* **Problem statement**
Extract every line of the listing below that contains the string "rough".

* start Available data *

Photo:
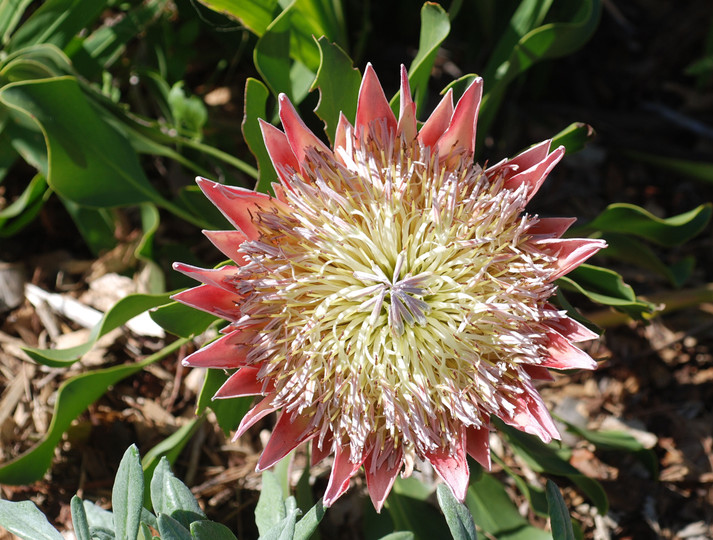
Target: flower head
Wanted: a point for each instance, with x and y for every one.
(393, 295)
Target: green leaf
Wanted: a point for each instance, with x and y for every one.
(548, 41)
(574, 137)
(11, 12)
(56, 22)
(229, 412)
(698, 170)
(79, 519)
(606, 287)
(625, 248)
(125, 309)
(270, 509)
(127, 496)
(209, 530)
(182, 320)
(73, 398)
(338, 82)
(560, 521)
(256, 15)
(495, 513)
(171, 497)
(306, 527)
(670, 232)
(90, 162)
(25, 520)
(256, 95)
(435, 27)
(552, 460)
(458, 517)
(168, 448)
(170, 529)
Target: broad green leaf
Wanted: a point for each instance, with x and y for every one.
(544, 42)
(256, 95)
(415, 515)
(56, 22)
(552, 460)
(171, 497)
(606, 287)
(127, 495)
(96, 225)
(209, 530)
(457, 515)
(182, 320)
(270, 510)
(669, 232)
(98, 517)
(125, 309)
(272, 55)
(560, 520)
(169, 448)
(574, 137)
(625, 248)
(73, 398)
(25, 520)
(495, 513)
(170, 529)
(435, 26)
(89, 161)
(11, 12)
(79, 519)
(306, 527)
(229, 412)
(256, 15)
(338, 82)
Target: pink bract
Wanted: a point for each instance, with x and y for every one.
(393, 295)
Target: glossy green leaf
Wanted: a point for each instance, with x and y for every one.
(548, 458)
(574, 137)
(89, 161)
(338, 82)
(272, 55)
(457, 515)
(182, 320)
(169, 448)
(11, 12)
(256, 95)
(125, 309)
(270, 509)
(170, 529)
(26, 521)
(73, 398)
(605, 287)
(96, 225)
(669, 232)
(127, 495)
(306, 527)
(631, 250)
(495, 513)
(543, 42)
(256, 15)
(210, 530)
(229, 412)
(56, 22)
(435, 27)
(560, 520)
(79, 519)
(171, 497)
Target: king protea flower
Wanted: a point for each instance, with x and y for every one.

* end Available data *
* start Available data *

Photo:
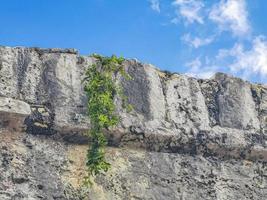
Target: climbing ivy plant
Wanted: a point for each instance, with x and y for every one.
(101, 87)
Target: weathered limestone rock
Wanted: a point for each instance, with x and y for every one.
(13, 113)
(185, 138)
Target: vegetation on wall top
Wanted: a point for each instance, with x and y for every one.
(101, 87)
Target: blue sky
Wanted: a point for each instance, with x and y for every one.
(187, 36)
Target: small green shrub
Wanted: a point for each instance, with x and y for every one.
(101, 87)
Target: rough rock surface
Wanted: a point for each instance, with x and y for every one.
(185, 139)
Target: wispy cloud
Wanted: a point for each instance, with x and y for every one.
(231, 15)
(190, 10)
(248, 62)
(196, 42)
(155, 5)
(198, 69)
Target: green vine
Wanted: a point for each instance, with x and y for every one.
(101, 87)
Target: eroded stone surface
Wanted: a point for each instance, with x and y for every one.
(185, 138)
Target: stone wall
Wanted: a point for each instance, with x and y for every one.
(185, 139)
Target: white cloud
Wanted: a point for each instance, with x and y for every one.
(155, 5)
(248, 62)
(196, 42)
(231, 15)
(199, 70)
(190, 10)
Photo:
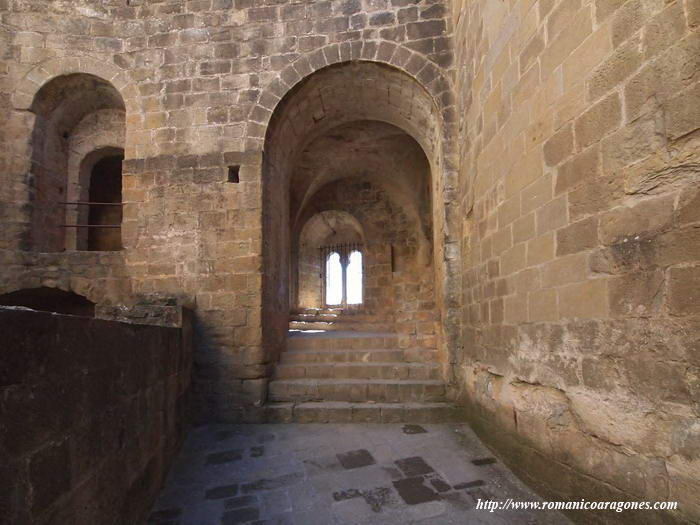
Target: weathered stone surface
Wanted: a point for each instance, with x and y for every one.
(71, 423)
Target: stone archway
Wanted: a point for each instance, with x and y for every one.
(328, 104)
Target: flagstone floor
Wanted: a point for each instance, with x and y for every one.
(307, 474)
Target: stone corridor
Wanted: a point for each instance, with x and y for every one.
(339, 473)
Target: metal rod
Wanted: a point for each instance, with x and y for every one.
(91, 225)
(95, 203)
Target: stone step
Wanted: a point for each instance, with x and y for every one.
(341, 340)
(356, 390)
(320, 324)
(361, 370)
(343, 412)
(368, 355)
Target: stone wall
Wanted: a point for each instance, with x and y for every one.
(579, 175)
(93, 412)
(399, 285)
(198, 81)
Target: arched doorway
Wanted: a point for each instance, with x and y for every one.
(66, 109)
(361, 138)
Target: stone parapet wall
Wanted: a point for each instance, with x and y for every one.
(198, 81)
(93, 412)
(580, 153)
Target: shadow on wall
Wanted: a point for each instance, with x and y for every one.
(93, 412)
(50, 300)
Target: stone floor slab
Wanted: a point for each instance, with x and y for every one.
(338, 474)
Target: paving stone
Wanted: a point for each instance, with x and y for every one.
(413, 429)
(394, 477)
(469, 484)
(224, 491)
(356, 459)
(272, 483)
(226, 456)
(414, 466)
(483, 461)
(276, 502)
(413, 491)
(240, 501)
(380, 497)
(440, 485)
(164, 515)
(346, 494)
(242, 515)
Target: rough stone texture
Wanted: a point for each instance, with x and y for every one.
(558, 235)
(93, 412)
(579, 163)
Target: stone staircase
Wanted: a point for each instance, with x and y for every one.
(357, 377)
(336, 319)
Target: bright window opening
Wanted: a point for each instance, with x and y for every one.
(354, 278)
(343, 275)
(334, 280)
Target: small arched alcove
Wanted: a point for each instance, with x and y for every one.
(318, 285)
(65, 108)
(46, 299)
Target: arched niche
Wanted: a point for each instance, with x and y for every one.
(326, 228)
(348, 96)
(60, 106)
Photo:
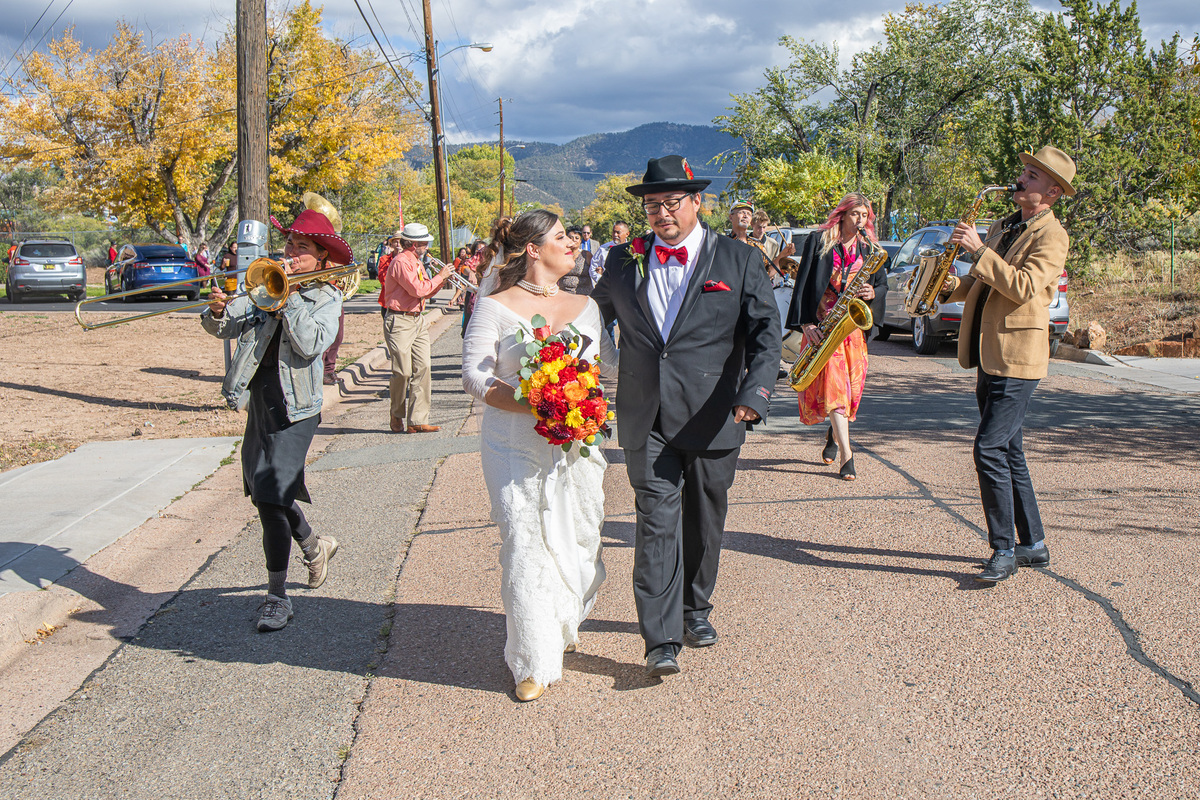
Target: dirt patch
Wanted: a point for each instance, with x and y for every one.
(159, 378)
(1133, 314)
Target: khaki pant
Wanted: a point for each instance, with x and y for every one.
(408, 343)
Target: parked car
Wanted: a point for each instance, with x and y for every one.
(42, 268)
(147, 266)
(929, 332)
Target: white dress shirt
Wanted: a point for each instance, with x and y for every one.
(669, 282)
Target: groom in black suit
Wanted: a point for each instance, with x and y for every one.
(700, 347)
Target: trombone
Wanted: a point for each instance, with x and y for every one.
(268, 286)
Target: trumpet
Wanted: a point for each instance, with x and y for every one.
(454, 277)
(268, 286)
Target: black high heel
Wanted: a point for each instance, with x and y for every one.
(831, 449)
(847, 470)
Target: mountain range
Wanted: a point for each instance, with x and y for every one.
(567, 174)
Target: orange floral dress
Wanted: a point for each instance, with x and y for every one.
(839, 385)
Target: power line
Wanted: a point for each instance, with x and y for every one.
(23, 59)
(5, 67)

* end Available data *

* **Correct response**
Target: rough rock surface
Target: rough stone texture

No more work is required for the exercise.